■ Requirements
Format the material below as a JSON list of strings, one string per line, with blank lines omitted. Leave the pictures out of the list.

Begin

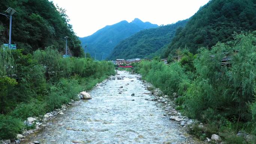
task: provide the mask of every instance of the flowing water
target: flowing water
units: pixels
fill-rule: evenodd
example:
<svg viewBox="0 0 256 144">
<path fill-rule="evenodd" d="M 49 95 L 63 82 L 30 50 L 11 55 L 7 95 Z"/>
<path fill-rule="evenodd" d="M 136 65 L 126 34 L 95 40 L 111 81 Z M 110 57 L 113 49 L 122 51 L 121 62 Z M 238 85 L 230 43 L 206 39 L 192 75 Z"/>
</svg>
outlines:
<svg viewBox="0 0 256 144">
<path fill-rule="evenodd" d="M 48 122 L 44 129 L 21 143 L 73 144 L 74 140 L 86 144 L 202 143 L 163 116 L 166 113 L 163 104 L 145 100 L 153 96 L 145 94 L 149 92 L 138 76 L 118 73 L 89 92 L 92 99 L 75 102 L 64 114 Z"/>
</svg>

End

■ Problem solution
[
  "task: provide the mask of every instance of the flowing water",
  "target: flowing water",
  "units: pixels",
  "fill-rule: evenodd",
  "example:",
  "<svg viewBox=\"0 0 256 144\">",
  "<path fill-rule=\"evenodd\" d=\"M 49 95 L 63 82 L 30 50 L 11 55 L 7 95 Z\"/>",
  "<path fill-rule=\"evenodd\" d=\"M 136 65 L 126 34 L 95 40 L 111 81 Z M 110 57 L 113 49 L 122 51 L 121 62 Z M 238 85 L 230 43 L 206 39 L 192 75 Z\"/>",
  "</svg>",
  "outlines:",
  "<svg viewBox=\"0 0 256 144\">",
  "<path fill-rule=\"evenodd\" d=\"M 48 122 L 44 129 L 21 143 L 73 144 L 74 140 L 86 144 L 202 143 L 163 116 L 166 113 L 163 104 L 145 100 L 153 96 L 145 94 L 149 92 L 138 76 L 118 73 L 89 92 L 92 99 L 75 102 L 64 114 Z\"/>",
  "</svg>"
]